From Lusaka to Ndola
We sat wide-eyed on the bus, waiting for it to depart for Ndola. Our rucksacks were clutched against our chests. The din and the colorful blur of the surrounds made it difficult to converse – all we could do was stare around in wonderment at the VERY unfamiliar collage that was nothing like the Africa we knew.
For Simon and me, two South Africa white boys, who thought they came from Africa, it certainly was a culture shock of note! Leaving our cotton wool box that was the apartheid South Africa of the mid-eighties and trekking across darkest Africa was madness …but, we were determined to do it. We didn’t have the money to fly to Kinshasa, so overland was the only other option. “There must be a way!” Simon had said in frustration, after we had spent days trying to find out what was beyond South Africa’s borders. Under the apartheid government information on what was further north was scarce and outdated. We had managed to find out that it it was possible to get to Harare, but further north…. it seemed as if someone had turned out the lights. “Let’s just go and play it by ear”, suggested Simon.
So here we were in Lusaka sitting on bus waiting to depart for Ndola, a mining town in Zambia’s copper belt.
A chicken with a long piece of string attached to its leg pecked hopefully at my ankle. I looked down just in time to see it being unceremoniously jerked away by its owner’s rough tug. Chicken feathers floated to the floor of the bus as the indignant bird squawked and flapped in protest. A pig grunted from beneath someone’s seat as the door of the bus closed with a hiss and the driver grated the gears.
A building with an ANC flag draped from the second floor window reminded me that we were no longer in South Africa. I nudged Simon who was staring transfixed at a womans hairdo in the seat in front of him. “It must be a bit like having TV aerial on your head”, he mused after a few more nudges.
There are advantages and disadvantages of keeping your luggage with you on a bus in Africa. The driver had wanted to put our rucksacks in the hold beneath the bus, but since we were very skeptical about security arrangements, with much negotiating we were able to keep them with us. After all, if he can have a goat on his lap why can’t we have our rucksacks on our laps? And so that is where they stayed for the entire trip.

→ **Material**
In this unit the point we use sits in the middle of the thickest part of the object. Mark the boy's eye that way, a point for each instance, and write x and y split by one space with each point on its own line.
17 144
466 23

→ **Things to do**
A - According to "From Lusaka to Ndola," why did the two travelers keep their rucksacks with them instead of letting the driver put them in the hold? Answer in one to three sentences.
B - Carry on the Lusaka-to-Ndola bus story from the point where it stops.
The material was gathered from a different source than the text.

→ **Set of answers**
A - They were very skeptical about the security arrangements, so after much negotiating they kept the rucksacks on their laps for the whole trip. They reasoned that if the driver could have a goat on his lap, they could have their rucksacks on theirs.

B -
Zambian Bus
Our first stop was Kabwe. The bus’ arrival saw sandaled traders sprinting from between tin buildings and from wooden stalls on the side of the road leaving an assortment of hats and shoes in their wake as they jockeyed for first place, trying to anticipate our final resting place. The noise of the trading floor reached a crescendo as desperate merchants tried to sell their wares through the tiny sliding windows high above their heads. Cooldrinks in plastic bags, sweets, biscuits, chickens, cooked meat, oranges and loaves of bread all bumped against our window, held high by the shouting vendors. A big woman whose window couldn’t open leaned across our seat and traded noisily for a homemade ice lolly and a packet of biscuits. Once the price had been agreed, the necessary tender was produced from between her ample bosom and passed it through the window to the grabbing hands. We didn’t feel the urge to buy anything ourselves as Mike Thomas, our host in Lusaka had kindly given us a bottle of coke each and a packet of biscuits for the trip.
Simon had spent about twenty minutes trying to open his bottle. After he had unsuccessfully tried every piece of metal within range as an opener, he gave up produced the packet of biscuits from his rucksack. “We might die of thirst, but not of hunger!” he said and offered them to me. “Do you think I should offer her one?” I asked Simon as I took two, nodding towards a girl across the aisle who hadn’t bought anything at the last stop, “ag shame, maybe she can’t afford anything” I whispered. Simon agreed and I offered the biscuits, the girl beamed as she took the open packet from my hand. Simon waited for the packet to be passed back.
And waited and waited. Eventually the biscuits on the girl’s lap diminished over the next hour until there was no more hope. Once the last biscuit had been eaten, the girl, oblivious to his stare, reached into her bag and produced a bottle of coke. “Look!” exclaimed Simon as he dug me in my ribs with his elbow.
We both watched in amazement as the girl lifted the coke bottle to her mouth, then using her teeth as a bottle opener, prised off the cap with a hiss. She gulped noisily while we stared on. “You think I should ask her to open your coke?” I suggested reaching for the neck of Simon’s rucksack.
“Don’t you dare!” said Simon drily.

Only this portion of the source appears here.